Segment Start: SUPPLIED DATA

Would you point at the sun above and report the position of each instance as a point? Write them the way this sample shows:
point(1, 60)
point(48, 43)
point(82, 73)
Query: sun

Segment End: SUPPLIED DATA

= TASK PROMPT =
The expected answer is a copy of each line in the records that holds the word "point".

= TASK RESPONSE =
Would you point at the sun above and report the position of each instance as a point? Write them the way this sample shows:
point(1, 60)
point(48, 43)
point(82, 73)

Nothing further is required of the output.